##### Extracted entries

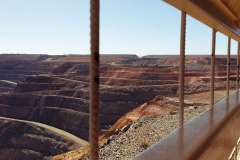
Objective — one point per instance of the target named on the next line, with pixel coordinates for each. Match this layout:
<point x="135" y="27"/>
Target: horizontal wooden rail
<point x="210" y="136"/>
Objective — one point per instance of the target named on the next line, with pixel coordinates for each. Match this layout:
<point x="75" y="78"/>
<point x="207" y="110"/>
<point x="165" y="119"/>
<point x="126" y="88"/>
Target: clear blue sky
<point x="127" y="26"/>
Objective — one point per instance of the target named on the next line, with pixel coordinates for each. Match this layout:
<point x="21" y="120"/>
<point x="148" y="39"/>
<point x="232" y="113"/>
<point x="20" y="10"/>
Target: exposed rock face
<point x="54" y="90"/>
<point x="22" y="140"/>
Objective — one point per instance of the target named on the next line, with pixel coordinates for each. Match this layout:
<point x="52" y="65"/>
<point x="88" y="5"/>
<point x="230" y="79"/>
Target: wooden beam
<point x="207" y="14"/>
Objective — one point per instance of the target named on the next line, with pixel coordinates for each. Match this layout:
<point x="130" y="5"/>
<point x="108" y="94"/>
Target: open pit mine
<point x="44" y="100"/>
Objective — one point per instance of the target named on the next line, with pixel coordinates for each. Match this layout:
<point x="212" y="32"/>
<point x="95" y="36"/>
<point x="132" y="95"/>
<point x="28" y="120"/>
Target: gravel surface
<point x="143" y="133"/>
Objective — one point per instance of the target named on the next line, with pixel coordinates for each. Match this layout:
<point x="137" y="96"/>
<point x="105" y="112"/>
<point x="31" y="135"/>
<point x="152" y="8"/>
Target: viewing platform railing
<point x="211" y="136"/>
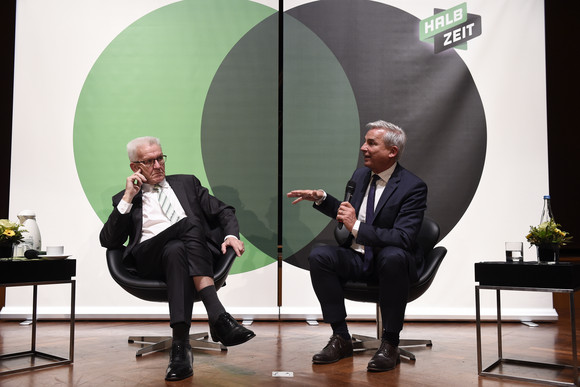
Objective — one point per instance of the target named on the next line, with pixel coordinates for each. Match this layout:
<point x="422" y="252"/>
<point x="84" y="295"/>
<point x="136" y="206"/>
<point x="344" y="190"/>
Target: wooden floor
<point x="104" y="358"/>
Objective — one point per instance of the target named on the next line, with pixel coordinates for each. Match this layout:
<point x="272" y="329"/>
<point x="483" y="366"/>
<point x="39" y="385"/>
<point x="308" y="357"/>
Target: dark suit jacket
<point x="398" y="215"/>
<point x="216" y="218"/>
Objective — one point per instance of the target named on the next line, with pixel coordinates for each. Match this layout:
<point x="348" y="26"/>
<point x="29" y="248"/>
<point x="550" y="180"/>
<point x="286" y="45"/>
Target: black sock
<point x="340" y="328"/>
<point x="180" y="332"/>
<point x="212" y="304"/>
<point x="391" y="338"/>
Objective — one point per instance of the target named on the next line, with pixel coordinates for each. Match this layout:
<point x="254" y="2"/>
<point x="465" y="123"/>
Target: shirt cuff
<point x="354" y="230"/>
<point x="123" y="207"/>
<point x="319" y="201"/>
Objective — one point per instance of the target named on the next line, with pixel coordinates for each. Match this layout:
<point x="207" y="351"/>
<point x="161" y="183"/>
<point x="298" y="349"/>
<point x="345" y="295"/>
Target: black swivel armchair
<point x="367" y="292"/>
<point x="155" y="290"/>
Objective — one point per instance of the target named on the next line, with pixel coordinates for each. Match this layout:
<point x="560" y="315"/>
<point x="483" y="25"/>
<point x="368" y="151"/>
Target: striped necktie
<point x="165" y="204"/>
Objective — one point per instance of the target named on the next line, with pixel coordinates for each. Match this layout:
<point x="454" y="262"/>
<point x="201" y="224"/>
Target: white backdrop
<point x="58" y="42"/>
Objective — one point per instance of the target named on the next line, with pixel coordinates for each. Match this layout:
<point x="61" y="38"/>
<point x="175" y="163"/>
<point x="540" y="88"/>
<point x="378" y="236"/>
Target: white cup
<point x="54" y="250"/>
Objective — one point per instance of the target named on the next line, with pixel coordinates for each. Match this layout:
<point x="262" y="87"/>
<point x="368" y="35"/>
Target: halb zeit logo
<point x="450" y="28"/>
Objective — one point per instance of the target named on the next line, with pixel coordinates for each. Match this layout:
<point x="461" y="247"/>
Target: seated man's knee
<point x="392" y="259"/>
<point x="174" y="254"/>
<point x="318" y="256"/>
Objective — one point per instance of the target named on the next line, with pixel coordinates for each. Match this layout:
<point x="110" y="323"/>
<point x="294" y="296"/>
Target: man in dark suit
<point x="384" y="219"/>
<point x="174" y="225"/>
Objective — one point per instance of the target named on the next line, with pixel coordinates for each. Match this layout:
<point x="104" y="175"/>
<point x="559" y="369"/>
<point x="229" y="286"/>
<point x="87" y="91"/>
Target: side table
<point x="34" y="273"/>
<point x="526" y="276"/>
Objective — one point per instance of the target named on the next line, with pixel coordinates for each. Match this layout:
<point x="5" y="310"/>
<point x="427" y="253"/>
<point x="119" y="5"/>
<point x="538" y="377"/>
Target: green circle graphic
<point x="153" y="79"/>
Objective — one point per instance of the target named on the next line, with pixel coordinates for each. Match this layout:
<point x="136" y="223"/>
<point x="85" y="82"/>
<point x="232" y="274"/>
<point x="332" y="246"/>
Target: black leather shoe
<point x="385" y="359"/>
<point x="228" y="331"/>
<point x="180" y="362"/>
<point x="336" y="349"/>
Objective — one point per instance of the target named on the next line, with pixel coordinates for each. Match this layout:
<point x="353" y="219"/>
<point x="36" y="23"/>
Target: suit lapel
<point x="361" y="187"/>
<point x="179" y="189"/>
<point x="391" y="187"/>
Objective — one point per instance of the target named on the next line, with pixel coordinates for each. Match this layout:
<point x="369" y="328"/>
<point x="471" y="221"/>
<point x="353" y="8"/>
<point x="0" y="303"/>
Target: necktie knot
<point x="165" y="204"/>
<point x="370" y="216"/>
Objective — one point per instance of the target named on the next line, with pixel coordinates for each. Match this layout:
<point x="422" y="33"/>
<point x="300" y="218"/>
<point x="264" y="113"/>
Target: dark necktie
<point x="368" y="258"/>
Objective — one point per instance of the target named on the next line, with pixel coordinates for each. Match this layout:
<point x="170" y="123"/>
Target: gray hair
<point x="136" y="143"/>
<point x="394" y="135"/>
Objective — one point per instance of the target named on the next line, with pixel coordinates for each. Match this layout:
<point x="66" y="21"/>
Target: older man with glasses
<point x="170" y="223"/>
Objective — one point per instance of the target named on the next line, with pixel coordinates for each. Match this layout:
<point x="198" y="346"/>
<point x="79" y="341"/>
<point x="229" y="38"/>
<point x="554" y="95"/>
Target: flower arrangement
<point x="548" y="233"/>
<point x="10" y="232"/>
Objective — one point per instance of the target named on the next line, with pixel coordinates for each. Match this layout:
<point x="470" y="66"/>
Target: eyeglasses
<point x="151" y="162"/>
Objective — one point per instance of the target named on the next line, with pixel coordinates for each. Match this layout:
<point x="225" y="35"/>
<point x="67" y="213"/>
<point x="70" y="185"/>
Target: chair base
<point x="364" y="343"/>
<point x="162" y="343"/>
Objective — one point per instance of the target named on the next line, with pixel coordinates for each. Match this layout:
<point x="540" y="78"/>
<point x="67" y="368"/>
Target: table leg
<point x="573" y="330"/>
<point x="34" y="314"/>
<point x="499" y="335"/>
<point x="72" y="321"/>
<point x="478" y="330"/>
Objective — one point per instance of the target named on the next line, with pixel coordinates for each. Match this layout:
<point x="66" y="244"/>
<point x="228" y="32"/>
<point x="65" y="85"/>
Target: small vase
<point x="549" y="252"/>
<point x="6" y="250"/>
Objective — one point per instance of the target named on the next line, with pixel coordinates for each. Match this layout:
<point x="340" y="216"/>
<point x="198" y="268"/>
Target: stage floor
<point x="104" y="358"/>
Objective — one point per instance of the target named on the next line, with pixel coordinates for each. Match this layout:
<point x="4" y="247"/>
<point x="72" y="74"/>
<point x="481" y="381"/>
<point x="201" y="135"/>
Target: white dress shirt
<point x="154" y="220"/>
<point x="362" y="213"/>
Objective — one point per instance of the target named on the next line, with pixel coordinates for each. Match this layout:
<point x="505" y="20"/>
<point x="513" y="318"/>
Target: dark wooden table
<point x="526" y="276"/>
<point x="33" y="273"/>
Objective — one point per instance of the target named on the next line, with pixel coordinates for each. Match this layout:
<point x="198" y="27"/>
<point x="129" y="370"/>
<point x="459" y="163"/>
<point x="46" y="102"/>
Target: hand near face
<point x="133" y="184"/>
<point x="308" y="194"/>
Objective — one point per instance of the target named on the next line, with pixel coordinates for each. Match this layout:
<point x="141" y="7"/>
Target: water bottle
<point x="547" y="211"/>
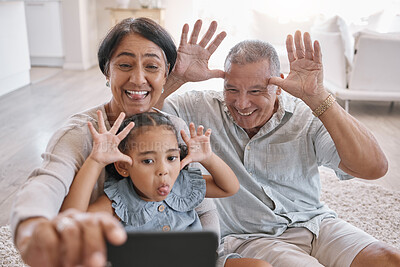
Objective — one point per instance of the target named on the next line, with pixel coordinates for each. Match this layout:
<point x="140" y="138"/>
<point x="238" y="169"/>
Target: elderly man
<point x="275" y="142"/>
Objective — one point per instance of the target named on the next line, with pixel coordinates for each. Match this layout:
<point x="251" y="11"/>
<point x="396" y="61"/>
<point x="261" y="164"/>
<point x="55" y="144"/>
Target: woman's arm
<point x="223" y="181"/>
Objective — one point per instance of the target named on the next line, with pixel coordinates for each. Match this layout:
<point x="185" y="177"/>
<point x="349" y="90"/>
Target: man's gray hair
<point x="251" y="51"/>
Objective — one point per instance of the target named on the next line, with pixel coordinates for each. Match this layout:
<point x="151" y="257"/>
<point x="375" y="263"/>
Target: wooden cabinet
<point x="118" y="14"/>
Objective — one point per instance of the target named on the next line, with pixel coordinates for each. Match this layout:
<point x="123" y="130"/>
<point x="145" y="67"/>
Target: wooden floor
<point x="31" y="114"/>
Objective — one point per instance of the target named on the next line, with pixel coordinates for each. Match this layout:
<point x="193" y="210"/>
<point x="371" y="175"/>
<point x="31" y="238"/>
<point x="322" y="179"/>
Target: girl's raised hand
<point x="199" y="148"/>
<point x="105" y="143"/>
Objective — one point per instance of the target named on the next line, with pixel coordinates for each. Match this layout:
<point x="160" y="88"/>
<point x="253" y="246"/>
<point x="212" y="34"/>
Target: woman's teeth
<point x="136" y="94"/>
<point x="245" y="114"/>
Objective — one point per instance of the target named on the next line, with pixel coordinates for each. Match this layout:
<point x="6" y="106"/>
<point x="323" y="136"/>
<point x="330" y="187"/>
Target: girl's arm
<point x="105" y="151"/>
<point x="222" y="182"/>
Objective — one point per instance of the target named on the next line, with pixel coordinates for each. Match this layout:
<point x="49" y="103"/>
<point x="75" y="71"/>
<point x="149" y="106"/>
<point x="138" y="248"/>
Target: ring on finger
<point x="64" y="223"/>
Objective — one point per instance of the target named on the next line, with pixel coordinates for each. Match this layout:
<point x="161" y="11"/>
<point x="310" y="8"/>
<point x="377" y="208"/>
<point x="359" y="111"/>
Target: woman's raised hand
<point x="192" y="61"/>
<point x="105" y="143"/>
<point x="199" y="148"/>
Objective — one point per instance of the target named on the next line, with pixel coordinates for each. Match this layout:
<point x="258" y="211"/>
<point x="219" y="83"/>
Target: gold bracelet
<point x="324" y="106"/>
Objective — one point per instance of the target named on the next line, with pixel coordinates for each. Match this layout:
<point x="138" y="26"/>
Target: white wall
<point x="14" y="51"/>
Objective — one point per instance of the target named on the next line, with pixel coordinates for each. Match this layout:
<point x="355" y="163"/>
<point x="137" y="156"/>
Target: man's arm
<point x="192" y="60"/>
<point x="360" y="154"/>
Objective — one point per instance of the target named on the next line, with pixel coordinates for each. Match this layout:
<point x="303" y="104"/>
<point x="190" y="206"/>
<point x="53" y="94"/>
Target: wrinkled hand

##########

## [Goal]
Locate each row above that contains the string "table" and copy those rows in full. Case matters when matching.

## [Answer to the task]
Target: side table
Target: table leg
Target: dark wooden table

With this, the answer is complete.